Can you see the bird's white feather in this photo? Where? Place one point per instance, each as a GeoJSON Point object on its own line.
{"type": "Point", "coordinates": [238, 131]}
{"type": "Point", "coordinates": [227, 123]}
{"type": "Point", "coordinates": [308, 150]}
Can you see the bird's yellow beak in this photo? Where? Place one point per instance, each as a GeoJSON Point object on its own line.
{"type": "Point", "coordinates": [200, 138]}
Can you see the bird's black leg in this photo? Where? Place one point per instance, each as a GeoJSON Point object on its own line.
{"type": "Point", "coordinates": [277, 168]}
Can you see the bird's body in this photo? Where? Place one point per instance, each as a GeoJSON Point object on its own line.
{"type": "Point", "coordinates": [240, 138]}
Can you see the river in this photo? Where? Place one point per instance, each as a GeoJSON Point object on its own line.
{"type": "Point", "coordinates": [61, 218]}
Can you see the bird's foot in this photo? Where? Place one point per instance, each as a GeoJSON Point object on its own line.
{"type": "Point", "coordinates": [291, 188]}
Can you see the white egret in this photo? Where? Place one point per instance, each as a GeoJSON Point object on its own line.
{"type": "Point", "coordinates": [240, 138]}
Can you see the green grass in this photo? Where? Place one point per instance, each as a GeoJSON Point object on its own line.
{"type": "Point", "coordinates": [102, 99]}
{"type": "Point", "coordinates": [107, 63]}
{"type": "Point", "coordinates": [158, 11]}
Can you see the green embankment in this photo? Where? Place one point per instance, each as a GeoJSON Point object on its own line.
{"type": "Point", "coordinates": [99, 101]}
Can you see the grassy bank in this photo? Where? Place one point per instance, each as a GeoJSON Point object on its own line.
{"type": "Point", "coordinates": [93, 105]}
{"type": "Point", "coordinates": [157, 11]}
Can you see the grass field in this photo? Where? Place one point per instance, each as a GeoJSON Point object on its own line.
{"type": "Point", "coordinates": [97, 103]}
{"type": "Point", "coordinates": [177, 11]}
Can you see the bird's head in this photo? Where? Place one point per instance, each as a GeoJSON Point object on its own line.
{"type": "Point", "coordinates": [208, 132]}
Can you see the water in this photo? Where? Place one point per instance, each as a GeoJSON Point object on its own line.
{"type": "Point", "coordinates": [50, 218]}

Task statement
Copy everything from the line containing "Can you see the water" down to the end of the data, switching "water" to "stream" and leaving all else unchanged.

Exercise result
Can you see the stream in this photo? Where? Place one point per instance, each as a GeoJSON Point object on its own line.
{"type": "Point", "coordinates": [50, 218]}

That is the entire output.